───── PROVIDED RECORDS

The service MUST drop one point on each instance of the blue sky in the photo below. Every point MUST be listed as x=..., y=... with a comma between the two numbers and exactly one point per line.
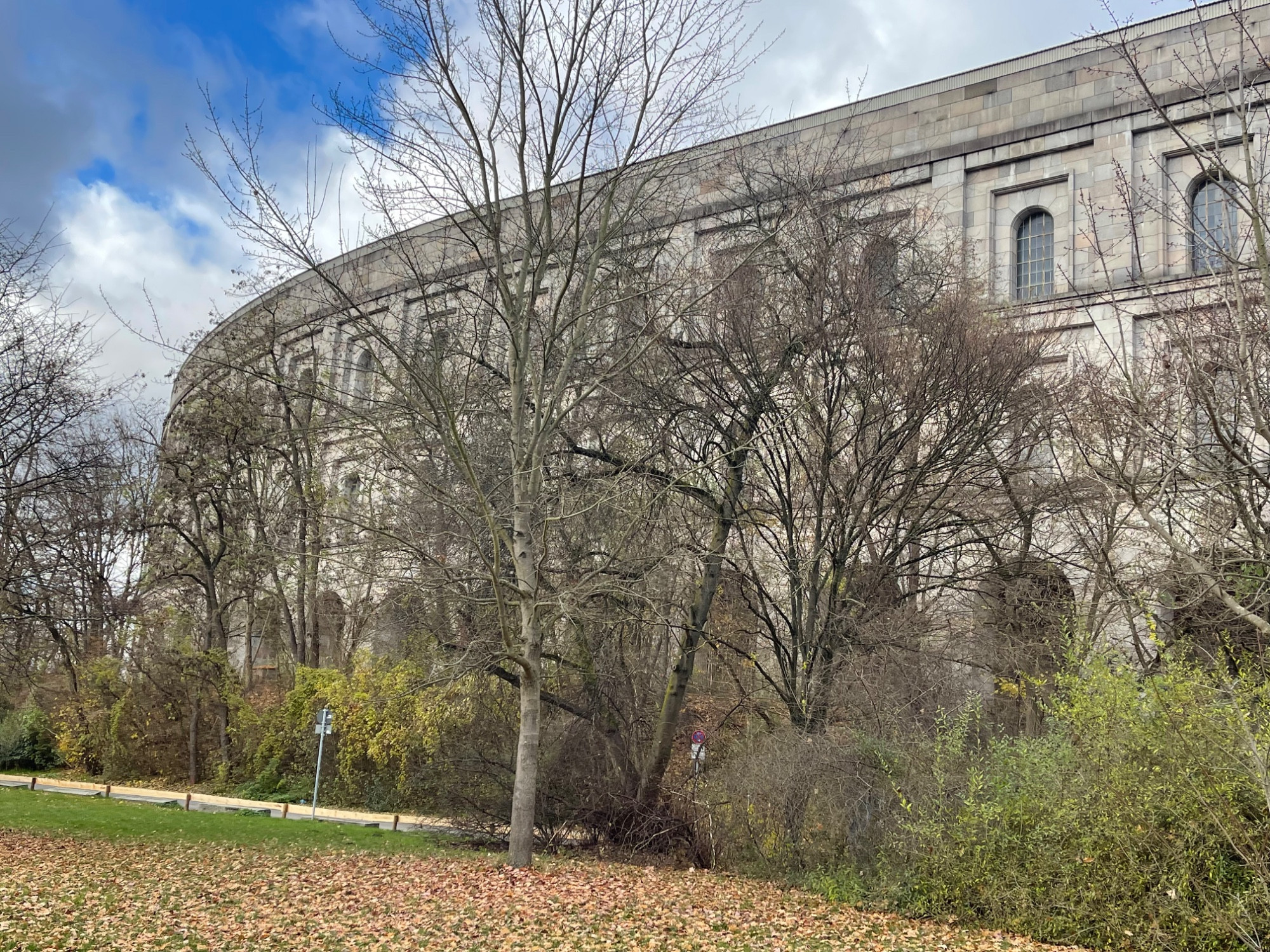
x=96, y=98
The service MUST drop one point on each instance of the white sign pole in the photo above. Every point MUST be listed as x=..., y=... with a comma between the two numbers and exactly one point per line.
x=322, y=729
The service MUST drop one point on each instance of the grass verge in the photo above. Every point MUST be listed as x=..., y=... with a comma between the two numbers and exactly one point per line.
x=124, y=821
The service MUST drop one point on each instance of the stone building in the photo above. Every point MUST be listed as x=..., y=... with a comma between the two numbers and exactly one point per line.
x=1031, y=163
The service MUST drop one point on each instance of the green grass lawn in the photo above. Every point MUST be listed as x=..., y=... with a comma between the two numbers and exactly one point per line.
x=120, y=819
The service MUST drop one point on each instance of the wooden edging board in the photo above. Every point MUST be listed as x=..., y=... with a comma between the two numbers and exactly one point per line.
x=51, y=784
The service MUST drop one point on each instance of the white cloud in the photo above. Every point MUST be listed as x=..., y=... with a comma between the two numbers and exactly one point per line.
x=822, y=50
x=119, y=246
x=117, y=252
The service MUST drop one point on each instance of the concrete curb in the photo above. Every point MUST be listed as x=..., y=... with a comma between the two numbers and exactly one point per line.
x=210, y=803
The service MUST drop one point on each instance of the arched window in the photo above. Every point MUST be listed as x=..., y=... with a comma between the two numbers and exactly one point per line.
x=1034, y=256
x=364, y=376
x=1213, y=224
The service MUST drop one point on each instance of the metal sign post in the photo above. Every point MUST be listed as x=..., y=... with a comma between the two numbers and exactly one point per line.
x=322, y=729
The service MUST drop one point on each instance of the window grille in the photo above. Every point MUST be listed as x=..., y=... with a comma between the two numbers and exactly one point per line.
x=1034, y=257
x=1213, y=223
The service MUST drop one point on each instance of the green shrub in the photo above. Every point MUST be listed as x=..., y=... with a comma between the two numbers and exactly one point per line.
x=27, y=741
x=1139, y=818
x=389, y=724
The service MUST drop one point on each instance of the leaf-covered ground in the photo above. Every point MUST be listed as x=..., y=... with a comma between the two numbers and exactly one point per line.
x=76, y=893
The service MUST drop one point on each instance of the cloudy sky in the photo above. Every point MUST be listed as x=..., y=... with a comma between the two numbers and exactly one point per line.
x=96, y=98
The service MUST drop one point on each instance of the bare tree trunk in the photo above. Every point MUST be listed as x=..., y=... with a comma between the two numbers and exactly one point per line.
x=194, y=738
x=530, y=659
x=526, y=788
x=699, y=614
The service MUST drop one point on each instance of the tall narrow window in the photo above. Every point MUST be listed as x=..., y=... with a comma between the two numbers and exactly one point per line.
x=1034, y=256
x=364, y=376
x=1213, y=223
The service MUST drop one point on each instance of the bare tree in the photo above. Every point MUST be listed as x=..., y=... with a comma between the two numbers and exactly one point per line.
x=544, y=135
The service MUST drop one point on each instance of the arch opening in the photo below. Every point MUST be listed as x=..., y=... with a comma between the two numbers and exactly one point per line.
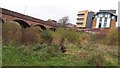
x=42, y=27
x=22, y=23
x=1, y=20
x=53, y=29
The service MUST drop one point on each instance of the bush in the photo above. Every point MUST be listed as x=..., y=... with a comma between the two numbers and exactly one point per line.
x=46, y=37
x=11, y=33
x=96, y=58
x=85, y=38
x=111, y=37
x=69, y=35
x=14, y=34
x=30, y=36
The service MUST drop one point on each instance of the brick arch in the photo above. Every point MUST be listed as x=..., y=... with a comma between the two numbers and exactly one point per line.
x=41, y=26
x=1, y=20
x=22, y=23
x=53, y=29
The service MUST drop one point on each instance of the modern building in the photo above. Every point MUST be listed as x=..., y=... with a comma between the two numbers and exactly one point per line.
x=84, y=19
x=104, y=19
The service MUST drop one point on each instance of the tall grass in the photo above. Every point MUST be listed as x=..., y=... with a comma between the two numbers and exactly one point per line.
x=111, y=37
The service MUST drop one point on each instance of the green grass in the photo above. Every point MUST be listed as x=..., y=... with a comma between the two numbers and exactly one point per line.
x=20, y=55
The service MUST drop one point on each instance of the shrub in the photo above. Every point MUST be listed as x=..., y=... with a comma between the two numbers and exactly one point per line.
x=85, y=38
x=69, y=35
x=96, y=58
x=30, y=36
x=46, y=37
x=11, y=33
x=111, y=37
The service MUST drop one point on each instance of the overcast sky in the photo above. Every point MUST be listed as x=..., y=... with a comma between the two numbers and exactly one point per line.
x=56, y=9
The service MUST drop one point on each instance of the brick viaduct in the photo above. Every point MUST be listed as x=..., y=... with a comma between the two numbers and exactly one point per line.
x=25, y=20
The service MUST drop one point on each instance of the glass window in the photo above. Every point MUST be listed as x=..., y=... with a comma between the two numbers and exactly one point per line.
x=105, y=23
x=113, y=17
x=108, y=15
x=80, y=19
x=80, y=14
x=79, y=23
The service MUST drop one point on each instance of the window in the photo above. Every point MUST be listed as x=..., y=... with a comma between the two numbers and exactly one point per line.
x=80, y=19
x=113, y=17
x=108, y=15
x=79, y=23
x=105, y=22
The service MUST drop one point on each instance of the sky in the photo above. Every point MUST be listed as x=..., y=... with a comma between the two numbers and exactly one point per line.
x=56, y=9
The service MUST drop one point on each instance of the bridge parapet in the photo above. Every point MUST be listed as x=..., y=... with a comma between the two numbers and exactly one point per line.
x=26, y=17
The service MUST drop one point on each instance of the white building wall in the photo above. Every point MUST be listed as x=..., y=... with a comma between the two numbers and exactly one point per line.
x=108, y=22
x=97, y=24
x=103, y=21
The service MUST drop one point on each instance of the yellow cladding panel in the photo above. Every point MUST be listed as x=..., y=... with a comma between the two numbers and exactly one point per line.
x=84, y=17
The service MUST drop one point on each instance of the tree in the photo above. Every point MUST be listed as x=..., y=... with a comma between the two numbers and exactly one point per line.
x=64, y=20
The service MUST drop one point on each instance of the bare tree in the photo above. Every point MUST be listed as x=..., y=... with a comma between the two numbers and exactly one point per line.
x=64, y=20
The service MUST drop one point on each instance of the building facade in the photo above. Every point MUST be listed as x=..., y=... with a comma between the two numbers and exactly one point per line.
x=104, y=19
x=84, y=19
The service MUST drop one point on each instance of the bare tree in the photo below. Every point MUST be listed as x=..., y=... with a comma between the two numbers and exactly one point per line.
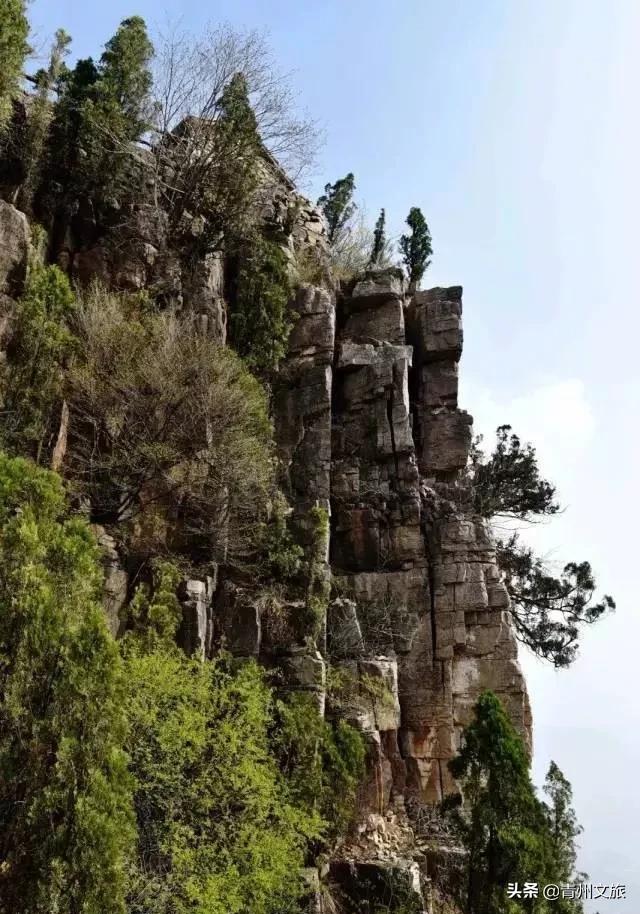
x=168, y=431
x=190, y=75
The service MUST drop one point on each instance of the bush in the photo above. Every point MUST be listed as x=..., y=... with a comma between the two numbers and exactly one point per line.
x=41, y=345
x=323, y=761
x=168, y=431
x=13, y=50
x=259, y=324
x=219, y=829
x=65, y=799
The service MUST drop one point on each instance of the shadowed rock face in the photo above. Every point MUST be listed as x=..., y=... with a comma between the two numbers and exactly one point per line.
x=368, y=428
x=419, y=589
x=420, y=621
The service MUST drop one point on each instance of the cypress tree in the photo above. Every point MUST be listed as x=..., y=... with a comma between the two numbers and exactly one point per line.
x=14, y=31
x=379, y=239
x=337, y=206
x=66, y=818
x=416, y=247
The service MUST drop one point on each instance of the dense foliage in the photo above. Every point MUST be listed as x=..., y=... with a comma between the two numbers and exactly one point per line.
x=510, y=836
x=338, y=207
x=259, y=324
x=548, y=609
x=65, y=795
x=220, y=825
x=41, y=346
x=169, y=431
x=13, y=50
x=415, y=247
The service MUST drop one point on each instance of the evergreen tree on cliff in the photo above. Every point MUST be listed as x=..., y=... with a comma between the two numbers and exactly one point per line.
x=510, y=836
x=66, y=817
x=548, y=609
x=416, y=247
x=379, y=239
x=337, y=205
x=14, y=31
x=101, y=111
x=501, y=816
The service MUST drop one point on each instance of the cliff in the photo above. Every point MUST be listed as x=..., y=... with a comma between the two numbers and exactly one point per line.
x=414, y=617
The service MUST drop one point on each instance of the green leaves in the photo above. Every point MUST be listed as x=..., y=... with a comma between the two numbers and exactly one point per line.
x=259, y=324
x=219, y=829
x=65, y=803
x=508, y=482
x=41, y=345
x=509, y=834
x=548, y=609
x=13, y=50
x=338, y=207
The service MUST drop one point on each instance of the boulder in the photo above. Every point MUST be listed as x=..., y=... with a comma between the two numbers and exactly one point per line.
x=14, y=250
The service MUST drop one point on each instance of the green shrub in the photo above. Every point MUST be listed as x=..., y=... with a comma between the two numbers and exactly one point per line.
x=66, y=820
x=13, y=50
x=169, y=431
x=219, y=830
x=323, y=761
x=41, y=345
x=259, y=324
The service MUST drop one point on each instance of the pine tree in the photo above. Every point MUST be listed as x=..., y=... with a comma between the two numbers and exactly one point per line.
x=416, y=247
x=125, y=79
x=66, y=820
x=501, y=824
x=101, y=111
x=47, y=80
x=563, y=827
x=14, y=31
x=379, y=239
x=337, y=205
x=548, y=608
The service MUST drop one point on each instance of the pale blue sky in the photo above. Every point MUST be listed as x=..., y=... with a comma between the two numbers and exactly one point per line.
x=514, y=125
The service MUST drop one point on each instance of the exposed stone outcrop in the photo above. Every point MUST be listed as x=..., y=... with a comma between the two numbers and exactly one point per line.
x=420, y=623
x=369, y=430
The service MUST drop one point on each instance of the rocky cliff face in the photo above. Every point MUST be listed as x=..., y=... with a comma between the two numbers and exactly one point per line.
x=369, y=426
x=415, y=616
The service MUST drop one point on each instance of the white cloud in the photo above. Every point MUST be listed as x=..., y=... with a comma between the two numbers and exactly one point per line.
x=555, y=417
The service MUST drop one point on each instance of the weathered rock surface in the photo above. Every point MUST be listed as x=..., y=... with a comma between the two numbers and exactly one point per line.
x=14, y=249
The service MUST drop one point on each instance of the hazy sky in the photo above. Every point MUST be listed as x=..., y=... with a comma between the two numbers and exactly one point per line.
x=514, y=125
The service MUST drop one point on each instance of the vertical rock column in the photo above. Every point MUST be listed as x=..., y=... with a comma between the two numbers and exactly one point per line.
x=377, y=551
x=471, y=645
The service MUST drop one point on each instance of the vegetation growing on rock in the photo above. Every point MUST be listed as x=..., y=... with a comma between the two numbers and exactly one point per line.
x=510, y=835
x=548, y=609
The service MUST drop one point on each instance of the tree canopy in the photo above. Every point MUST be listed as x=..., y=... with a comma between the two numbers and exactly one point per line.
x=338, y=207
x=548, y=608
x=510, y=835
x=14, y=48
x=66, y=822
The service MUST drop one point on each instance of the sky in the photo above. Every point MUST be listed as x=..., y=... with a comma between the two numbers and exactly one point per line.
x=514, y=126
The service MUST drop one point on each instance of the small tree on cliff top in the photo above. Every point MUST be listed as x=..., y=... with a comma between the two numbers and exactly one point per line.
x=338, y=207
x=548, y=609
x=379, y=240
x=510, y=835
x=14, y=48
x=66, y=820
x=416, y=247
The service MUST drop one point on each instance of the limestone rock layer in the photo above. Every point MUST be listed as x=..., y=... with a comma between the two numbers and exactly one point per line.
x=369, y=427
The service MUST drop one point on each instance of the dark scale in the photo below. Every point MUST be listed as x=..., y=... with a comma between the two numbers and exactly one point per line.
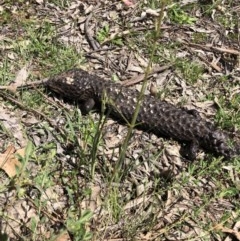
x=159, y=117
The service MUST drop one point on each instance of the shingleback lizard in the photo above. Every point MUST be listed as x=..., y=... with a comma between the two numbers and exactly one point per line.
x=156, y=116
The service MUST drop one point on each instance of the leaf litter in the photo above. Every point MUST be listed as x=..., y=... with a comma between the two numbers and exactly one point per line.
x=153, y=159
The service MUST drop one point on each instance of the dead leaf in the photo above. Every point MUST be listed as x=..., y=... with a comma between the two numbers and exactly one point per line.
x=21, y=77
x=9, y=160
x=228, y=230
x=63, y=237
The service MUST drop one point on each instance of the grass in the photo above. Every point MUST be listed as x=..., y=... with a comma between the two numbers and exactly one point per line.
x=73, y=183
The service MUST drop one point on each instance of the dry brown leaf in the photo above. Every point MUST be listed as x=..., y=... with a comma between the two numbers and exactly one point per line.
x=63, y=237
x=228, y=230
x=9, y=160
x=21, y=77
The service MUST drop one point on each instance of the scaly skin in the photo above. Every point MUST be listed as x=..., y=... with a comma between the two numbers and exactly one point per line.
x=159, y=117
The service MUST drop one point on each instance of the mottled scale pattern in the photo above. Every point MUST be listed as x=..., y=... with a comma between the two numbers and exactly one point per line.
x=159, y=117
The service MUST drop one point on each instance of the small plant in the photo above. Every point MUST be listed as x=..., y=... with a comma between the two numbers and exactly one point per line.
x=178, y=15
x=78, y=227
x=103, y=33
x=191, y=71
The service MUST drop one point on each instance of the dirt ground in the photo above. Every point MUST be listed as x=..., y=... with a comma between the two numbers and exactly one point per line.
x=69, y=184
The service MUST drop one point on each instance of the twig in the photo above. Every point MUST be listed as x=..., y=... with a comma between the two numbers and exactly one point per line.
x=139, y=78
x=89, y=38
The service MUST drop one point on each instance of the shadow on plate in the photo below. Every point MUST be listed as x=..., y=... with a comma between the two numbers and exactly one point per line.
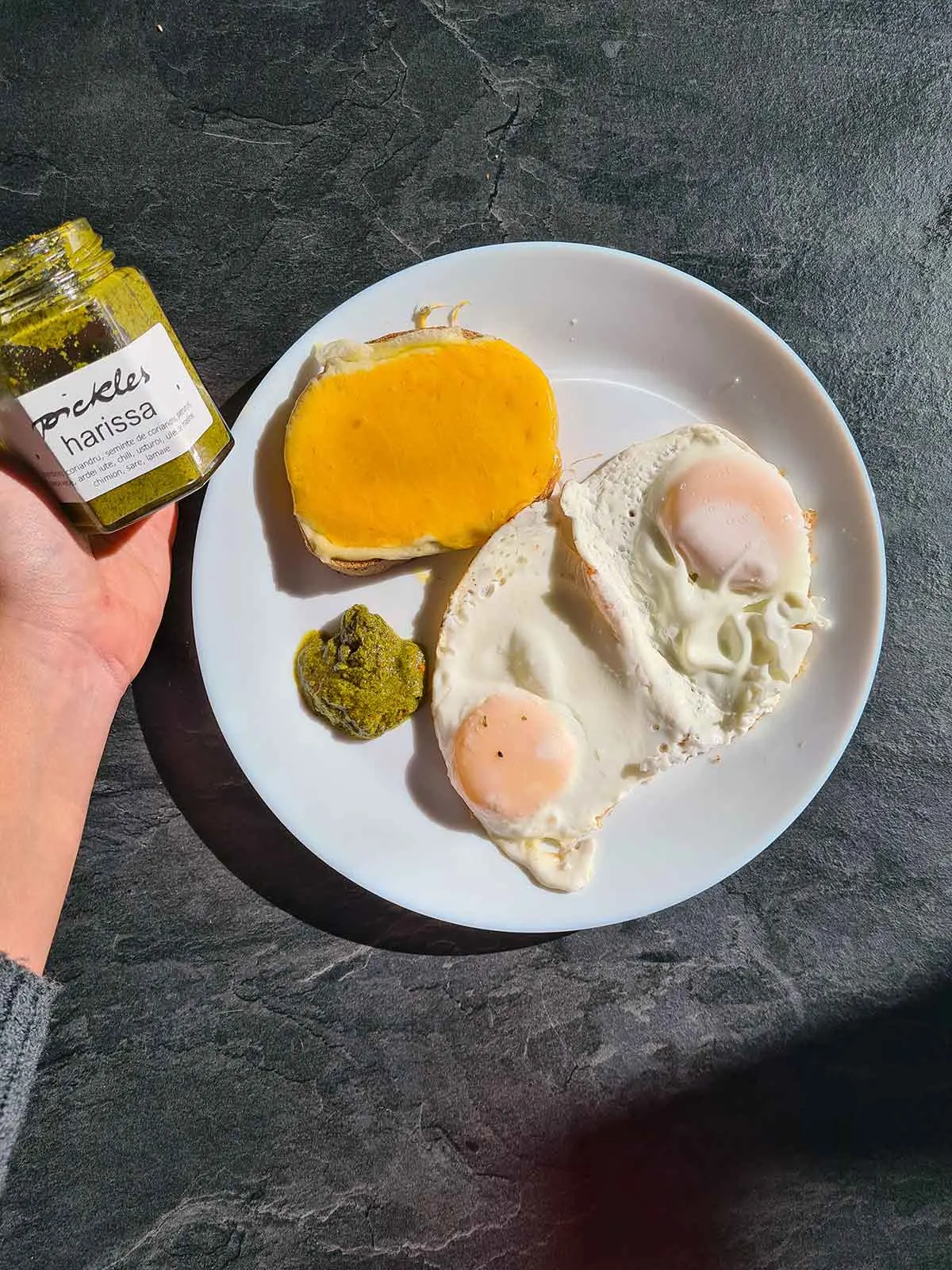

──────────

**WHAT IS EXPECTED**
Turn the rows from the line with "of the leaf-covered" up to and including the line with "x=699, y=614" into a JSON list of strings, one string per line, with blank lines left out.

**FULL SOLUTION**
[
  "The service MUST drop one point on each instance of the leaf-covered ground in the photo above. Every point MUST be listed as x=..., y=... with a comma between the two numbers and exactly one point per line.",
  "x=76, y=893",
  "The service MUST drop one point on each instance of the cloudy sky in the photo above. Every point MUST be listed as x=..., y=... with a comma between the two numbers and exactly one point per line.",
  "x=96, y=98",
  "The service MUST drop one point on each instance of the bare tree trunk in the photo above. Every point MUST be listed as x=..., y=... with a comma between the two numbers and exactly one point per line.",
  "x=194, y=738",
  "x=530, y=659",
  "x=526, y=788",
  "x=699, y=614"
]